Repeat the full listing that follows, word for word.

** Opening Task inputs block **

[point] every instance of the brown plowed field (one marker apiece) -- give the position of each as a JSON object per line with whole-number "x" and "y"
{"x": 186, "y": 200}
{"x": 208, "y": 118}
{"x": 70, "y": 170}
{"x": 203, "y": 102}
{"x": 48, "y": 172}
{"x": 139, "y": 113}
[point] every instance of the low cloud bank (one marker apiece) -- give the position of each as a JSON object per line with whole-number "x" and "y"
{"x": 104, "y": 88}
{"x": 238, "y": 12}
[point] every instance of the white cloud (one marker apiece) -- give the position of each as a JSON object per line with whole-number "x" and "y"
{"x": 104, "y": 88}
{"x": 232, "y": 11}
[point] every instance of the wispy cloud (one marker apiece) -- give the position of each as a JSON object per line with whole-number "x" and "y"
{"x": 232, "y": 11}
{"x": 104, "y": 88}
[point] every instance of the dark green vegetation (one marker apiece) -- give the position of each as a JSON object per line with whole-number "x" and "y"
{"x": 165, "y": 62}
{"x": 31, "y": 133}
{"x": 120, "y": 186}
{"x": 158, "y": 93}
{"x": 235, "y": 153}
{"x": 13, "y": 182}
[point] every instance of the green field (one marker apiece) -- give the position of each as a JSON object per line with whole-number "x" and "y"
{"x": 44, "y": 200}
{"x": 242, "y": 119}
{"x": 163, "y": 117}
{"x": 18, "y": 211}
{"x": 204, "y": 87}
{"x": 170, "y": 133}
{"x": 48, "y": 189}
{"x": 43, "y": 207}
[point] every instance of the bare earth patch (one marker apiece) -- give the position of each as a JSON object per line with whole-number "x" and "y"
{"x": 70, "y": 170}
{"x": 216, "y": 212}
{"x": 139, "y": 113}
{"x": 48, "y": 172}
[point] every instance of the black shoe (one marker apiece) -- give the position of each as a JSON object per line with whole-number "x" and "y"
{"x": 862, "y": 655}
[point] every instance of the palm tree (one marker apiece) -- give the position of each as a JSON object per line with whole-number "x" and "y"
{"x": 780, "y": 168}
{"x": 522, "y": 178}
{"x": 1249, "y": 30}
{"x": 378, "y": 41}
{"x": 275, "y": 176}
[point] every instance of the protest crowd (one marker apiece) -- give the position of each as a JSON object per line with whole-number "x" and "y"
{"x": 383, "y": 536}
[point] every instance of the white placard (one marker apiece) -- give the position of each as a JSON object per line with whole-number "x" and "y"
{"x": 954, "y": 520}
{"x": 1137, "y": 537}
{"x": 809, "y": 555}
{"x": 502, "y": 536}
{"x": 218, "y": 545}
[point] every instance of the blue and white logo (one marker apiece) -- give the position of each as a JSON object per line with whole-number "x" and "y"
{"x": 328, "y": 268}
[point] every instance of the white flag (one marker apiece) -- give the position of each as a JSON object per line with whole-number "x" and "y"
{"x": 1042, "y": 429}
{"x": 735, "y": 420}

** Closing Task inputs block **

*Exercise solution:*
[point] every instance of the brown plowed field (one marker apiece) -- give the position of each as a JSON object per line with whole-number "x" and "y"
{"x": 186, "y": 200}
{"x": 208, "y": 118}
{"x": 70, "y": 170}
{"x": 203, "y": 102}
{"x": 48, "y": 172}
{"x": 139, "y": 113}
[point] every instance of the low cloud bank (one marker apiece) -- give the position of each as a JSON object per line with whole-number "x" and "y"
{"x": 104, "y": 88}
{"x": 238, "y": 12}
[point] every instance of the white cloud (one marker apiece) -- give the position of each as a JSON object per line with whole-number "x" and "y"
{"x": 104, "y": 88}
{"x": 232, "y": 11}
[point] every instance of the wispy cloud (one marker apiece) -- give the position of each as a JSON object per line with whole-number "x" and "y"
{"x": 232, "y": 11}
{"x": 104, "y": 88}
[point] every instance of the dark green vegetation (one marker apiece) -- give the position of each as a JSON object per line with whole-number "x" and "y"
{"x": 165, "y": 62}
{"x": 31, "y": 133}
{"x": 120, "y": 186}
{"x": 158, "y": 93}
{"x": 235, "y": 153}
{"x": 13, "y": 182}
[point] every instance of the green field (one marker apiece) -- give the position of each as a JSON object per line with whole-number "x" and "y"
{"x": 44, "y": 200}
{"x": 242, "y": 119}
{"x": 163, "y": 117}
{"x": 18, "y": 211}
{"x": 204, "y": 87}
{"x": 170, "y": 133}
{"x": 48, "y": 189}
{"x": 43, "y": 207}
[point] every instance of the bare earth patch (one marker apiece) -- give the position of each as a JSON object per line with whole-number "x" and "y"
{"x": 70, "y": 170}
{"x": 216, "y": 212}
{"x": 139, "y": 113}
{"x": 48, "y": 172}
[point] every instance of the black shoe (one marker apiece) -- give the position of each as a JSON object per line with whole-number "x" and "y"
{"x": 862, "y": 655}
[point] every instance of the palm tree (one marker apiece) -- give the position of each as a JSON object per line with whole-number "x" and "y"
{"x": 780, "y": 168}
{"x": 522, "y": 178}
{"x": 1249, "y": 30}
{"x": 378, "y": 41}
{"x": 275, "y": 176}
[point] every instance of the protest crowd (one marker apiece) -- give the position of each as a JSON object per line with whole-number "x" and "y"
{"x": 383, "y": 536}
[point] every instance of the white placard (one marker apiece) -- give the position of each as a JSON object per line with whole-number "x" and "y"
{"x": 954, "y": 520}
{"x": 1137, "y": 537}
{"x": 809, "y": 555}
{"x": 502, "y": 536}
{"x": 218, "y": 545}
[point] every instance of the blue and white logo (one marker apiece) -- give the position of each as a JSON object per line with whole-number "x" and "y"
{"x": 328, "y": 268}
[point] every instance of the white flag (one marker apiece) -- give the position of each as a JSON object per line with whole-number "x" and "y"
{"x": 1042, "y": 429}
{"x": 735, "y": 420}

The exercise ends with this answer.